## Document segment
-- start --

Potential mitigations:
- For dedicated pre-encrypting environments: The environment which creates the LUKS key can use a dedicated key to sign a derivation of the key and, possibly, some facts about the source image, the encrypting environment and so on. The signed evidence can be either put to the encrypted volume or to some other place on the storage (LUKS header and ESP) as the signature makes it unable to fake.
- For self-encryption: The storage encryption key must be created in a non-interactive environment (where even the owner cannot perform arbitrary actions) and the evidence of it must be preserved. In particular, the evidence must prove that the key was generated in a CVM and the fact that the environment was non-interactive (e.g., initramfs boot state). The repart: preserve the evidence of the encrypting environment · Issue #40410 proposal for systemd upstream describes the idea.
Unlocking the volume in unsafe environment
When the volume key is sealed to the vTPM, the attacker may try to unseal it. There are two main ways how the attack can be mounted: brute force attack on the sealed object and creating the environment where the vTPM automatically unseals the secret. With standard Linux tooling, (e.g., systemd-cryptenroll(1)), the sealed object resides in the LUKS JSON header and thus is visible to anyone who has read access to the volume. The object, however, should be well protected. For example, the SRK key in Microsoft Azure CVMs today is a 2048-bit RSA key and brute-force attacks against 2048 RSA are not practically feasible yet. Such attacks, however, may become realistic with quantum computers development. Creating the environment where vTPM is going to unseal the object automatically seems more realistic. Normally, the secret is sealed to the TPM using PCR policy so unlocking would require an attacker controlled environment where PCR values match.
The following PCR sets seem to be vulnerable when used with generalized OS images where the attacker can provision publicly accessible OS image with their own access credentials:
PCR4, PCR7, PCR4+7: All instances of the same OS image will have exactly the same values when SecureBoot configuration is identical. The attack is then fairly trivial: the attacker creates a new root OS disk and launches it with guest’s vTPM. In this environment, the vTPM will be able to automatically unlock the sealed key as PCR values match.

-- end --

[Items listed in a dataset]
-- start --

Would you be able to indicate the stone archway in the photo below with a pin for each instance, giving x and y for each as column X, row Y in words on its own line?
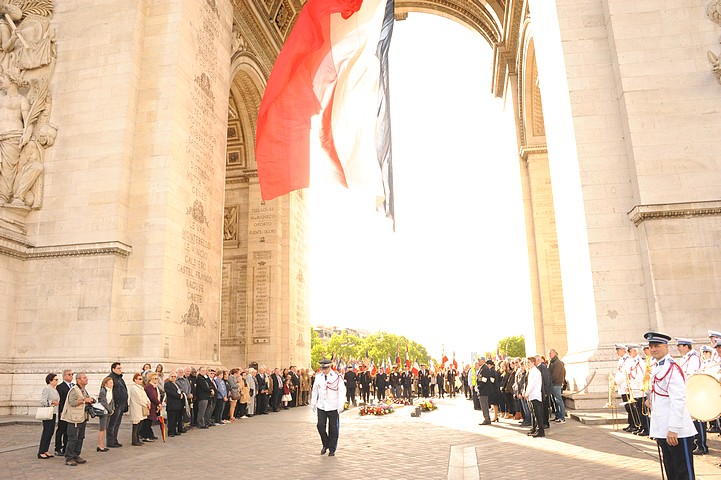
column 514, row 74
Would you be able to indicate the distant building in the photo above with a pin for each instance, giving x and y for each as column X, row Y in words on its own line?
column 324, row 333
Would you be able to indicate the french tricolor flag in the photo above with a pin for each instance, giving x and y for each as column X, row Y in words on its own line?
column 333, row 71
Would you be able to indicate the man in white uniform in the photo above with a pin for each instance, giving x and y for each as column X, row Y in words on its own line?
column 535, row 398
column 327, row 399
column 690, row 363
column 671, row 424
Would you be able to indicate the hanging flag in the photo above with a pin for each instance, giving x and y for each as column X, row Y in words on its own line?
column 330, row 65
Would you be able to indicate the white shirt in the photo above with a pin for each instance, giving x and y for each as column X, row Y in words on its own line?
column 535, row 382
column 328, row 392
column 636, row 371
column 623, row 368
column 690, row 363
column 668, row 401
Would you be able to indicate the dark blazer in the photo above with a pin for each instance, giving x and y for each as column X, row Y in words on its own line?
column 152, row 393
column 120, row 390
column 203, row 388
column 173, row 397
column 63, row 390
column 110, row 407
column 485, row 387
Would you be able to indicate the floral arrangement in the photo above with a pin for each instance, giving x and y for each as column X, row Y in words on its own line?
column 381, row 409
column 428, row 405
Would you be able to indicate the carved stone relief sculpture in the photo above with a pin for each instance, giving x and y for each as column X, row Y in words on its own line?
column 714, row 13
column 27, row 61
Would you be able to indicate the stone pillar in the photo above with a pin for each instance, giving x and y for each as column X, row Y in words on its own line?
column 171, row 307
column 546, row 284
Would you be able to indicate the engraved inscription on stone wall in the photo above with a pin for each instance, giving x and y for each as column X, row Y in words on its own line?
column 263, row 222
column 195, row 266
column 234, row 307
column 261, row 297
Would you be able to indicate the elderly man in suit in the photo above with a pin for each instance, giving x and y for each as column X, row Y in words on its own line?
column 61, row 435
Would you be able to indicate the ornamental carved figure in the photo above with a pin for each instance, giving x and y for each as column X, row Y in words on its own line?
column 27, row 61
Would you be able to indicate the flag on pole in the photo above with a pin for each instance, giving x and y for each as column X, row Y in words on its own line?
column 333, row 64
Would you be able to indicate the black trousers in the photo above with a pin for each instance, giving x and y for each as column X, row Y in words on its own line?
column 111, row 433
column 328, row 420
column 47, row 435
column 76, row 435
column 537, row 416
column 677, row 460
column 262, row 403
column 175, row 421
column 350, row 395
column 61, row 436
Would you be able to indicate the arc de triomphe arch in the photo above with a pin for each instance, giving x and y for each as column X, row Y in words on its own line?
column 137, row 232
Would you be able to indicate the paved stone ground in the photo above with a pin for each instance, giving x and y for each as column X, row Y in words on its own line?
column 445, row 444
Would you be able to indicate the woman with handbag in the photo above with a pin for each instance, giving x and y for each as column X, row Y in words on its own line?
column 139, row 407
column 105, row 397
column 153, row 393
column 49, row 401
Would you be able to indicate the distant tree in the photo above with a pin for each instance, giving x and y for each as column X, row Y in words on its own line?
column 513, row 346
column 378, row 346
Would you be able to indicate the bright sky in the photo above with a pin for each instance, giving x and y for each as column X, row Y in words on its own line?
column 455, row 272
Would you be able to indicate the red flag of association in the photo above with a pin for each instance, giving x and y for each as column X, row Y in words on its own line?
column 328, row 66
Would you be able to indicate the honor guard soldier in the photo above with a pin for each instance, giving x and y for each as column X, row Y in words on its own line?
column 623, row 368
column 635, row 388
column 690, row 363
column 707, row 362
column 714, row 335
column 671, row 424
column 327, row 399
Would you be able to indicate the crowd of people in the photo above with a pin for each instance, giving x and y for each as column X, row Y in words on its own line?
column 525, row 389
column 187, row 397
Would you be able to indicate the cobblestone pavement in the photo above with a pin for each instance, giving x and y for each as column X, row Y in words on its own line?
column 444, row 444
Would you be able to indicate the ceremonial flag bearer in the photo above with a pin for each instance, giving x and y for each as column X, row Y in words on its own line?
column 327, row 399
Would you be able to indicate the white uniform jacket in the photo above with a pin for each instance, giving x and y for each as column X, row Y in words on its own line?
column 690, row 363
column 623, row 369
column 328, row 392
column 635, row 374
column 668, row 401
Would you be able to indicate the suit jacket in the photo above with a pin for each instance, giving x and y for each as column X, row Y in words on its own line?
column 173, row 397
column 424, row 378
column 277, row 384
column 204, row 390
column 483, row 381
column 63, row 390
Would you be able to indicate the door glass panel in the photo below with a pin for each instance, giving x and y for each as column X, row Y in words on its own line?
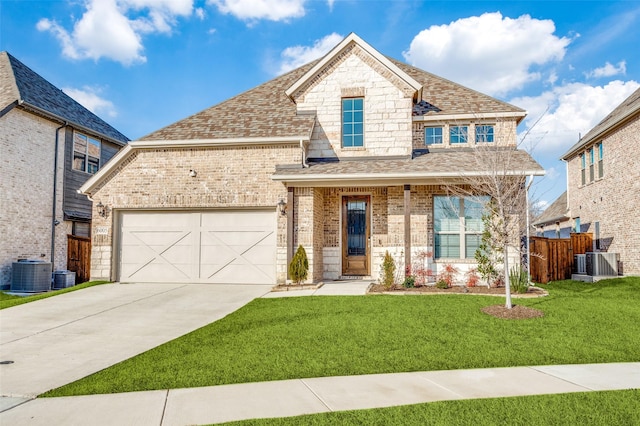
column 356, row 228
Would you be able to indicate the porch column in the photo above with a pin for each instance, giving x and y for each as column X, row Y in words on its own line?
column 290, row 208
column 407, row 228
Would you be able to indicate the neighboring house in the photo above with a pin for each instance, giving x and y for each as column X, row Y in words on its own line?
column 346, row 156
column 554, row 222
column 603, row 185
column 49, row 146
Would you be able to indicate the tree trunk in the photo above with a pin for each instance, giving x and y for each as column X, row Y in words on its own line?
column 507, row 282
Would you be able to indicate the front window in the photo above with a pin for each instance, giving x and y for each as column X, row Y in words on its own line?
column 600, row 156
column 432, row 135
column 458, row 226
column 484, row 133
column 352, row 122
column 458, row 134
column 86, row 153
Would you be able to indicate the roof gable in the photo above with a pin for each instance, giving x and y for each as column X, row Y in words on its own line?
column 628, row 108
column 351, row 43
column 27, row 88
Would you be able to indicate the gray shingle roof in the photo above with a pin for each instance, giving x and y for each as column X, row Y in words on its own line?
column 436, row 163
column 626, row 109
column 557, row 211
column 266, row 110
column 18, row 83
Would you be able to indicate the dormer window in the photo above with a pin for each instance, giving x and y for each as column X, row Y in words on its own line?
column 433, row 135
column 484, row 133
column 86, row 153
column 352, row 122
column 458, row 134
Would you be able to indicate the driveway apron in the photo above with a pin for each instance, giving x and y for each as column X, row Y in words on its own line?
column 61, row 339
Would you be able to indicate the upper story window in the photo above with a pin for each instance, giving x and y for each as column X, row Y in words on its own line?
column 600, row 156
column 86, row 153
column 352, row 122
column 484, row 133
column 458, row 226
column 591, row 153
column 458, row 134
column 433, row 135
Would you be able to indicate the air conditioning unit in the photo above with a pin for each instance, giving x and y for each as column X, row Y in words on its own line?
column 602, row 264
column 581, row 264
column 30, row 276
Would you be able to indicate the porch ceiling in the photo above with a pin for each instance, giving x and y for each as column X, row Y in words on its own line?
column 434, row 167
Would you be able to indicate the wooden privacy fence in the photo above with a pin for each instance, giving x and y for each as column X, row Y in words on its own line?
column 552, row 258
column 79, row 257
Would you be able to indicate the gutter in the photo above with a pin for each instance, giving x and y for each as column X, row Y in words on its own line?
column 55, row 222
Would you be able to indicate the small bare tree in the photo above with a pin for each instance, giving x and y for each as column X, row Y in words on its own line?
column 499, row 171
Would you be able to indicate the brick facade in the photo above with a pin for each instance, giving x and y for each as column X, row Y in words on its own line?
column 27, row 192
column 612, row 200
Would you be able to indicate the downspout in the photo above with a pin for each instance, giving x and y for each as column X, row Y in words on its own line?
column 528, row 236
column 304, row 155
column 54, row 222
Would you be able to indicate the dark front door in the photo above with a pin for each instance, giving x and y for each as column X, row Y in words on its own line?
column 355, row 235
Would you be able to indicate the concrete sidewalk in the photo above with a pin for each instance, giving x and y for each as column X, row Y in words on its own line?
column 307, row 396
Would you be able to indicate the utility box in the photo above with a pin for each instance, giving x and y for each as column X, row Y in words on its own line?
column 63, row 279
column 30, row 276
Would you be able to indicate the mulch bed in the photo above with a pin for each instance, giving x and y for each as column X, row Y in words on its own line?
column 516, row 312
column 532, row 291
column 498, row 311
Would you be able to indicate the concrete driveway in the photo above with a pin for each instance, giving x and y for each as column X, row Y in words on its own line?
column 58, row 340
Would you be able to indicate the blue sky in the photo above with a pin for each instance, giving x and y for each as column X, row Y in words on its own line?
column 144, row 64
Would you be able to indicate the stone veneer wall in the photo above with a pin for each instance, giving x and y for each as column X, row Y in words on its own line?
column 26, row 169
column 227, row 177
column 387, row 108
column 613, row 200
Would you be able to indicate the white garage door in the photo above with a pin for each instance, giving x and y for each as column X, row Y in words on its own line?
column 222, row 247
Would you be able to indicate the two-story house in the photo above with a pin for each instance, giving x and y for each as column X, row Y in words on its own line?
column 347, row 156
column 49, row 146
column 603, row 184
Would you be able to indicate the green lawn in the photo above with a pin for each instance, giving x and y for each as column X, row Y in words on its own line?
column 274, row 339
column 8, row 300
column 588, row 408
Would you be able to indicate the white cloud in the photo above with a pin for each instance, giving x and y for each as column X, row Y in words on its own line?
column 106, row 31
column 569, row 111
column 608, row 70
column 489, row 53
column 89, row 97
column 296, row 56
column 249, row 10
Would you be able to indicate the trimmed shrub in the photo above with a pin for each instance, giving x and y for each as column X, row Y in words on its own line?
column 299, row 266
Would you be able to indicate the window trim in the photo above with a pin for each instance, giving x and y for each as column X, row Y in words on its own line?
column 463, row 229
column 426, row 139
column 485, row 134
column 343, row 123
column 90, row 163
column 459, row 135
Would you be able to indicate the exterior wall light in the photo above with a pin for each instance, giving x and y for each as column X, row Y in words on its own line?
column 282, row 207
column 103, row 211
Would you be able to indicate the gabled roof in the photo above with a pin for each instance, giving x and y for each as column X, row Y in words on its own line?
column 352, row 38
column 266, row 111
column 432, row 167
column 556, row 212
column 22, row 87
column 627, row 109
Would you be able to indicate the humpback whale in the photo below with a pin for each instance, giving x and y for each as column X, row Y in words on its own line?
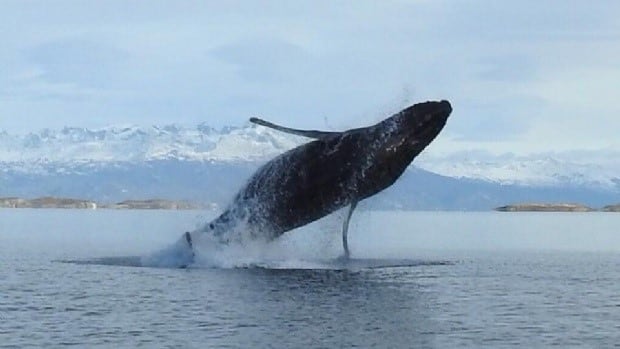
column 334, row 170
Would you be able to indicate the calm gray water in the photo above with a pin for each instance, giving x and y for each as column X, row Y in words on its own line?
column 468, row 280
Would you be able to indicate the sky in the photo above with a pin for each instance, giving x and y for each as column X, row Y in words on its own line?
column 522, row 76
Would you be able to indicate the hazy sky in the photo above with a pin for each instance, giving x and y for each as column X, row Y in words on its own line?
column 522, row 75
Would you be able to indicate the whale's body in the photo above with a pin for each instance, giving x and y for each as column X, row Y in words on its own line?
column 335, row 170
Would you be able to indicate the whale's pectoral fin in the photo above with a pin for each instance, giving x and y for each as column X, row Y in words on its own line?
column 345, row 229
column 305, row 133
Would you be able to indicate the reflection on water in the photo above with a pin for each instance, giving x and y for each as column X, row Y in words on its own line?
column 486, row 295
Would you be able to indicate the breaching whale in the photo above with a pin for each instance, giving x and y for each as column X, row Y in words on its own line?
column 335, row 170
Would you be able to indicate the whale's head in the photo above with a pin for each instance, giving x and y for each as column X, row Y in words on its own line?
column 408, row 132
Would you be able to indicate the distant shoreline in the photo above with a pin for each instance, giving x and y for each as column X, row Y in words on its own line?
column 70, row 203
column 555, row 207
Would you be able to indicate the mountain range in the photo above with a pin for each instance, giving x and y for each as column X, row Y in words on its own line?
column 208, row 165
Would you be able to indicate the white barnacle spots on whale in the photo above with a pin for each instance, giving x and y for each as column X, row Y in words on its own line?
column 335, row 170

-- end --

## Given request
Rename "vTPM" to "virtual TPM" in the excerpt on volume encryption, from "The following PCR" to "as PCR values match.", and give that span again. The lines have nothing to do with this.

## Final result
The following PCR sets seem to be vulnerable when used with generalized OS images where the attacker can provision publicly accessible OS image with their own access credentials:
PCR4, PCR7, PCR4+7: All instances of the same OS image will have exactly the same values when SecureBoot configuration is identical. The attack is then fairly trivial: the attacker creates a new root OS disk and launches it with guest’s virtual TPM. In this environment, the virtual TPM will be able to automatically unlock the sealed key as PCR values match.